=== EXERCISE INSTRUCTIONS ===
Lay out every line of the records below as a JSON list of strings, with one string per line and no entries for blank lines.

[Data records]
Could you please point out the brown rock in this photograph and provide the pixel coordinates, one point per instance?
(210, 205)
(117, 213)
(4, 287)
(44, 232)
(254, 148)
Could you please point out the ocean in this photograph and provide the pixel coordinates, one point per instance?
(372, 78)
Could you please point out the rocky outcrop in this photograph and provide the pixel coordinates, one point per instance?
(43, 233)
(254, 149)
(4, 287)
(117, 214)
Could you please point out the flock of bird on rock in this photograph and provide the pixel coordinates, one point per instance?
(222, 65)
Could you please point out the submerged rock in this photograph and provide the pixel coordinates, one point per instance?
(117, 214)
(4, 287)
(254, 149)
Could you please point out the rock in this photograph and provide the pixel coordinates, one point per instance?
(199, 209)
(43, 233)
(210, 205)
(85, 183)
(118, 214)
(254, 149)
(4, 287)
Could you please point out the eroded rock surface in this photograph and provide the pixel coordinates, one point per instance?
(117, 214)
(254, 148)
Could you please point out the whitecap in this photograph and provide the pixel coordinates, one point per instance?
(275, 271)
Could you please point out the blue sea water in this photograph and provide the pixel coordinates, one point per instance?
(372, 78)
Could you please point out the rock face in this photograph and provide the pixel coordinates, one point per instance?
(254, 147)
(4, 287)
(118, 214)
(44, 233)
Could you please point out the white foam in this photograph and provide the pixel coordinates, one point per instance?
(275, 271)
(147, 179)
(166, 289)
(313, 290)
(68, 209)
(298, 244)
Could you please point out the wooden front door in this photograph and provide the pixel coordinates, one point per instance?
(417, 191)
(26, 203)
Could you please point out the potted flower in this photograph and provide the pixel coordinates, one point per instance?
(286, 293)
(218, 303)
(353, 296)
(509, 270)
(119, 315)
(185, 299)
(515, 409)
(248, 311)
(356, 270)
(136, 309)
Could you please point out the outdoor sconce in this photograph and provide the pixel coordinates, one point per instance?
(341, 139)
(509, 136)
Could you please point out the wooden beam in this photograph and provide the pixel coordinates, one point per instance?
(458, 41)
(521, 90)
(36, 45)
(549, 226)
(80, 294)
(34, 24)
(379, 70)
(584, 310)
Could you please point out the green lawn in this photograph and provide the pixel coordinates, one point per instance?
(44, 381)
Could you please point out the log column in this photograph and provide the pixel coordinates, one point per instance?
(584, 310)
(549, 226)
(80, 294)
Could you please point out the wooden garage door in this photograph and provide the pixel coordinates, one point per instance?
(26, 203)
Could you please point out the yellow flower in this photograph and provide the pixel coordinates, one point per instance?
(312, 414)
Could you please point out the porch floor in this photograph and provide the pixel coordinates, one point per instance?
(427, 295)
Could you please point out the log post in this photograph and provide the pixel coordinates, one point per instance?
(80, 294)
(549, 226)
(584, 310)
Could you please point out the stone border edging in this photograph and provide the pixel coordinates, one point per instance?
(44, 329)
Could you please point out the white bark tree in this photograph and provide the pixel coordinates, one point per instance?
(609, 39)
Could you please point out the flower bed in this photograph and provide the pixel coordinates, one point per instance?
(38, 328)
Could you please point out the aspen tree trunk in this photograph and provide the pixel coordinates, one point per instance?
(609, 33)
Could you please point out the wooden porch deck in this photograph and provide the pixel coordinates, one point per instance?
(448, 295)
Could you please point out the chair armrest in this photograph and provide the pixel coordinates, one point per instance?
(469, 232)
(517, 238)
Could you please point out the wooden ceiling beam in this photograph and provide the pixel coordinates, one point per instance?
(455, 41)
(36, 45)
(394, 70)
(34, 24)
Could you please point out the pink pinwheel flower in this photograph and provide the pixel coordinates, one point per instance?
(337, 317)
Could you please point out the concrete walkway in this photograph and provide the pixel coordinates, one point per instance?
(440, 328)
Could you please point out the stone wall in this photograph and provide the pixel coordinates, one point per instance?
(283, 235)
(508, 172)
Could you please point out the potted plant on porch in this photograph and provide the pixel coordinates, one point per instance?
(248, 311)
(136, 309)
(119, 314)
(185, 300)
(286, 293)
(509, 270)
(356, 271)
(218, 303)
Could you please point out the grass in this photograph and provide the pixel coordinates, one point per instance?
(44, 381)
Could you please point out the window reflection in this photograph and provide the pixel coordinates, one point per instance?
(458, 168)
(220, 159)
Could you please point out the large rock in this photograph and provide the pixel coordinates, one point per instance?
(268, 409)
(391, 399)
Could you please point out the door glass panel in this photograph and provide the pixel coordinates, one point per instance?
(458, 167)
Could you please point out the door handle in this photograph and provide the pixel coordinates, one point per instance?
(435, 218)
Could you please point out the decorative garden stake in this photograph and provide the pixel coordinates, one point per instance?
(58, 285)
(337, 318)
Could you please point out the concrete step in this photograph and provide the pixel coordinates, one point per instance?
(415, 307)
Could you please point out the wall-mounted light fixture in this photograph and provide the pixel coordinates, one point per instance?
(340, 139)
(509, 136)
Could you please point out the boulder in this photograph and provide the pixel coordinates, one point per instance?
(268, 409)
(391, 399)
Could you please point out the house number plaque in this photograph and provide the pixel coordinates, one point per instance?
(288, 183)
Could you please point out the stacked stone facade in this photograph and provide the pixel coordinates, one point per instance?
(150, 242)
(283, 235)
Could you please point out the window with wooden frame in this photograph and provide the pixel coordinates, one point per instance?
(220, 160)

=== RESULT ===
[
  "Could you please point out the brown rock in this photograph and provide the pixel coordinates, one point per instance?",
  "(210, 205)",
  "(117, 213)",
  "(4, 287)",
  "(44, 232)",
  "(254, 148)",
  "Could you please point out the ocean in this photograph and provide the pixel coordinates, one point per instance?",
  "(372, 78)",
  "Could you please point out the rocky outcrop in this photograph and provide the pixel coordinates, one point per instance?",
  "(43, 233)",
  "(254, 149)",
  "(4, 287)",
  "(117, 214)",
  "Could you please point out the flock of bird on rock in this photograph and provide the pixel coordinates, one point per instance?",
  "(222, 65)",
  "Could you please point out the submerged rock in this photograph and provide the pixel coordinates, one point per instance?",
  "(117, 214)",
  "(4, 287)",
  "(254, 149)",
  "Could you please point out the rock in this photograph and provide the pixel coordinates, one point per instance?",
  "(199, 209)",
  "(43, 233)",
  "(210, 205)",
  "(85, 183)",
  "(118, 214)",
  "(254, 149)",
  "(4, 287)",
  "Could you please point out the eroded rock surface in this photograph and provide the pixel coordinates, one point per instance?",
  "(117, 214)",
  "(254, 148)",
  "Could you please point out the whitecap in this photograph and provide the pixel coordinates, one point per instance?",
  "(275, 271)",
  "Could you please point out the blue sea water in this photograph and provide the pixel coordinates, one point per instance?",
  "(372, 78)",
  "Could you please point out the rock face in this photograph and provide the pixel coordinates, one point per instance?",
  "(254, 147)",
  "(4, 287)",
  "(118, 214)",
  "(44, 233)",
  "Could you please point out the white foam in this photograph and provide the pixel coordinates, one point per instance?",
  "(275, 271)",
  "(147, 179)",
  "(166, 289)",
  "(313, 290)",
  "(68, 209)",
  "(298, 244)",
  "Could you please point out the wooden front door in this photograph and provide the pixel coordinates, one point per instance?",
  "(417, 191)",
  "(26, 203)",
  "Could you please point out the potted flower in this photograph and provide the pixel coordinates, one point per instance?",
  "(286, 293)",
  "(218, 303)",
  "(353, 296)",
  "(509, 270)",
  "(119, 315)",
  "(185, 299)",
  "(515, 409)",
  "(248, 311)",
  "(356, 270)",
  "(136, 309)",
  "Could you please point out the outdoor sconce in this photograph and provide the pixel coordinates, one point per instance?",
  "(341, 139)",
  "(509, 136)",
  "Could you please point out the wooden beam in this photograph and provide the pixel coordinates, one point per instance?",
  "(458, 41)",
  "(521, 90)",
  "(36, 45)",
  "(549, 226)",
  "(80, 294)",
  "(34, 24)",
  "(379, 70)",
  "(584, 310)",
  "Could you please point out the green lawn in this photograph and provide the pixel coordinates, one point per instance?",
  "(44, 381)",
  "Could you please point out the log column in this photograph and provide the pixel coordinates, one point per instance?",
  "(584, 310)",
  "(549, 226)",
  "(80, 294)",
  "Could you please point out the wooden garage door in this photograph and provide the pixel coordinates, one point per instance?",
  "(26, 203)",
  "Could you please point out the yellow flower in this photograph and provide the pixel coordinates, one point per instance?",
  "(312, 414)",
  "Could you please point out the porch floor in this photograph and provide the pixel coordinates, one point per instance?",
  "(427, 295)",
  "Could you please point out the log post in this photograph and provide the pixel coordinates, one point per instance?",
  "(80, 294)",
  "(549, 226)",
  "(584, 310)",
  "Could you please point out the stone border edging in this photograph and provide the pixel coordinates, one point per instance?",
  "(44, 329)",
  "Could you please point out the white bark tree in this photograph and provide the pixel coordinates, one point per instance?",
  "(609, 39)",
  "Could you please point out the flower bed in this photograph and provide the pixel coordinates, one point per instance?",
  "(38, 328)",
  "Could you please point out the aspen tree trunk in this photograph and provide the pixel coordinates, one point per instance?",
  "(609, 33)",
  "Could you please point out the wooden porch deck in this photograph and provide the pixel coordinates, one point per instance?",
  "(448, 295)",
  "Could you please point out the chair armrest in this photograph and provide the pixel coordinates, one point per instance?",
  "(469, 232)",
  "(517, 238)",
  "Could you please point out the wooden ceiling beam in this photograph and provide the pixel coordinates, one point per instance?",
  "(455, 41)",
  "(36, 45)",
  "(394, 70)",
  "(34, 24)",
  "Could you please point out the pink pinwheel flower in this photograph and provide the pixel coordinates, one point per instance?",
  "(337, 317)",
  "Could you please point out the concrete walkway in this photograph and provide the pixel coordinates, one point per instance?",
  "(440, 328)",
  "Could you please point out the stone wall in this photograph and provide the pixel coordinates, one point per instance?",
  "(283, 235)",
  "(508, 172)",
  "Could you please point out the potted plant on porch in this photograph and provide the pixel coordinates, one point per instance?",
  "(248, 311)",
  "(136, 309)",
  "(119, 314)",
  "(185, 300)",
  "(286, 293)",
  "(509, 270)",
  "(356, 271)",
  "(218, 303)",
  "Could you please point out the grass in this photograph and provide the pixel coordinates, one point per instance?",
  "(44, 381)",
  "Could you please point out the window reflection in this photograph and provide the pixel coordinates, one point per instance?",
  "(458, 168)",
  "(220, 159)",
  "Could you please point out the large rock in this photograph and provide the pixel coordinates, one point per instance?",
  "(268, 409)",
  "(391, 399)",
  "Could you please point out the door glass panel in this photograph and provide the pixel coordinates, one point per instance?",
  "(458, 167)",
  "Could you please point out the door handle in this photograph and provide the pixel coordinates, one point per instance?",
  "(435, 218)",
  "Could you please point out the decorative garden stake in this photograph and provide the pixel coordinates, one point per instance?",
  "(58, 285)",
  "(337, 318)",
  "Could you please point out the concrete step in this photograph and provide the pixel coordinates, one point per instance?",
  "(415, 307)",
  "Could you please point out the wall-mounted light fixture in this photograph and provide the pixel coordinates, one point per instance?",
  "(340, 139)",
  "(509, 136)",
  "Could you please point out the boulder in this photograph and provide the pixel coordinates, one point per instance?",
  "(268, 409)",
  "(391, 399)",
  "Could you please point out the house number plaque in this photograph and provide the pixel coordinates, one point per instance?",
  "(288, 183)",
  "Could you please point out the stacked stone facade in this photograph and provide the pixel coordinates, one point per instance?",
  "(150, 242)",
  "(283, 235)",
  "Could you please point out the window with wooden frame in this photograph and provide the pixel coordinates, one point per instance?",
  "(220, 160)"
]